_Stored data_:
····················

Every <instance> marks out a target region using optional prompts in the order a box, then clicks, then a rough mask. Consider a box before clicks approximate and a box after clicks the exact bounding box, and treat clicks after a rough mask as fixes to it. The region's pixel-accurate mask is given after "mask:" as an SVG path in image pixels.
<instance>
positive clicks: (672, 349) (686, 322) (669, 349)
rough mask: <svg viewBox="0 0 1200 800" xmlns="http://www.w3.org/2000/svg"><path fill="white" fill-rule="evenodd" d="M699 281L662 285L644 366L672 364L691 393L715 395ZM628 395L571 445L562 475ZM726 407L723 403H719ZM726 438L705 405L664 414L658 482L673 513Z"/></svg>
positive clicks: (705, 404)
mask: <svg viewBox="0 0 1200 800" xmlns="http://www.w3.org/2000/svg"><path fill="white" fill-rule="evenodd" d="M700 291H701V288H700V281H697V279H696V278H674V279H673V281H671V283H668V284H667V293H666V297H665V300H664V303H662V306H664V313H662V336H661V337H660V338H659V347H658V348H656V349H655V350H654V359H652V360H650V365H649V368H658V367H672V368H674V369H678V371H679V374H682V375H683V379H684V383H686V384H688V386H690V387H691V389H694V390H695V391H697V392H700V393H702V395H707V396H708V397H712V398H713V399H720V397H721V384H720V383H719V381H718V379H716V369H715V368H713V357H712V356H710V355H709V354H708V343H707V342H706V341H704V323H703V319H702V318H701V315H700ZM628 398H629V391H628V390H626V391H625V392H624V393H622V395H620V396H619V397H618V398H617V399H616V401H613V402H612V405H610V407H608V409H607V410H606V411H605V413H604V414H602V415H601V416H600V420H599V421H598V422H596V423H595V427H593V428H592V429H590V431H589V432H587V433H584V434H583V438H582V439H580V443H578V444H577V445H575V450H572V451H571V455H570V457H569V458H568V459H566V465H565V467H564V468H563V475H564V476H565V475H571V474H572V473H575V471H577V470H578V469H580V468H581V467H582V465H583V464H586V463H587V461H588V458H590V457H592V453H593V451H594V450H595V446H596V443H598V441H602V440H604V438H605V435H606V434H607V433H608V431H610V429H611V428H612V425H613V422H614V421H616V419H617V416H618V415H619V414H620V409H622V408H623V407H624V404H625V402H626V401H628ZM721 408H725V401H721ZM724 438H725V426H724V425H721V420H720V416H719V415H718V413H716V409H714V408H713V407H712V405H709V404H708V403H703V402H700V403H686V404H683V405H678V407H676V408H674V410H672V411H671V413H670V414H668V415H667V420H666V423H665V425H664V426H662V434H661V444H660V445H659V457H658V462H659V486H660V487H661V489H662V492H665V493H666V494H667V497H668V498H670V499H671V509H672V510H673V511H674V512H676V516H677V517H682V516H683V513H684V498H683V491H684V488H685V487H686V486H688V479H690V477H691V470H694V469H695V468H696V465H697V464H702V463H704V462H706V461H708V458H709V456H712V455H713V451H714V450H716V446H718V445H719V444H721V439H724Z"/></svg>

····················

_What the task asks_:
Retype all of the data above without changing a single character.

_Response to the task_:
Every <instance> marks out a target region using optional prompts in the order a box, then clicks, then a rough mask. Consider a box before clicks approximate and a box after clicks the exact bounding box, and treat clicks after a rough mask as fixes to it. The region's pixel-accurate mask is given after "mask:" as an SVG path in image pixels.
<instance>
positive clicks: (672, 349) (686, 322) (669, 349)
rough mask: <svg viewBox="0 0 1200 800" xmlns="http://www.w3.org/2000/svg"><path fill="white" fill-rule="evenodd" d="M699 281L662 285L644 366L672 364L691 393L715 395ZM628 395L571 445L562 475ZM726 407L723 403H719ZM726 438L705 405L664 414L658 482L673 513Z"/></svg>
positive clicks: (705, 404)
mask: <svg viewBox="0 0 1200 800" xmlns="http://www.w3.org/2000/svg"><path fill="white" fill-rule="evenodd" d="M700 291H701V288H700V281H697V279H696V278H674V279H673V281H671V283H668V284H667V293H666V297H665V300H664V303H662V306H664V313H662V336H661V337H660V338H659V347H658V348H656V349H655V350H654V359H652V360H650V365H649V368H658V367H672V368H674V369H678V371H679V374H682V375H683V379H684V383H686V384H688V386H690V387H691V389H694V390H695V391H697V392H700V393H702V395H707V396H708V397H712V398H713V399H720V397H721V384H720V383H719V381H718V379H716V369H715V368H713V357H712V356H710V355H709V354H708V343H707V342H706V341H704V323H703V319H702V318H701V315H700ZM628 398H629V391H628V390H626V391H625V392H624V393H622V395H620V396H619V397H618V398H617V399H616V401H613V402H612V405H610V407H608V409H607V410H606V411H605V413H604V414H602V415H601V416H600V420H599V421H598V422H596V423H595V427H593V428H592V429H590V431H589V432H587V433H584V434H583V438H582V439H580V443H578V444H577V445H575V450H572V451H571V455H570V457H569V458H568V459H566V465H565V467H564V468H563V475H564V476H565V475H571V474H572V473H575V471H577V470H578V469H580V468H581V467H582V465H583V464H586V463H587V461H588V458H590V457H592V453H593V451H594V450H595V446H596V443H598V441H602V440H604V438H605V435H606V434H607V433H608V431H610V429H611V428H612V425H613V422H614V421H616V419H617V416H618V415H619V414H620V409H622V408H623V407H624V404H625V402H626V401H628ZM721 408H725V401H721ZM724 438H725V426H724V425H721V420H720V416H719V415H718V413H716V409H714V408H713V407H712V405H709V404H708V403H703V402H700V403H686V404H683V405H678V407H676V408H674V410H672V411H671V413H670V414H668V415H667V420H666V423H665V425H664V426H662V434H661V444H660V445H659V457H658V462H659V486H660V487H661V489H662V492H665V493H666V494H667V497H668V498H670V499H671V509H672V510H673V511H674V512H676V516H677V517H682V516H683V513H684V498H683V491H684V488H685V487H686V486H688V479H690V477H691V470H694V469H695V468H696V465H697V464H702V463H704V462H706V461H708V458H709V456H712V455H713V451H714V450H716V446H718V445H719V444H721V439H724Z"/></svg>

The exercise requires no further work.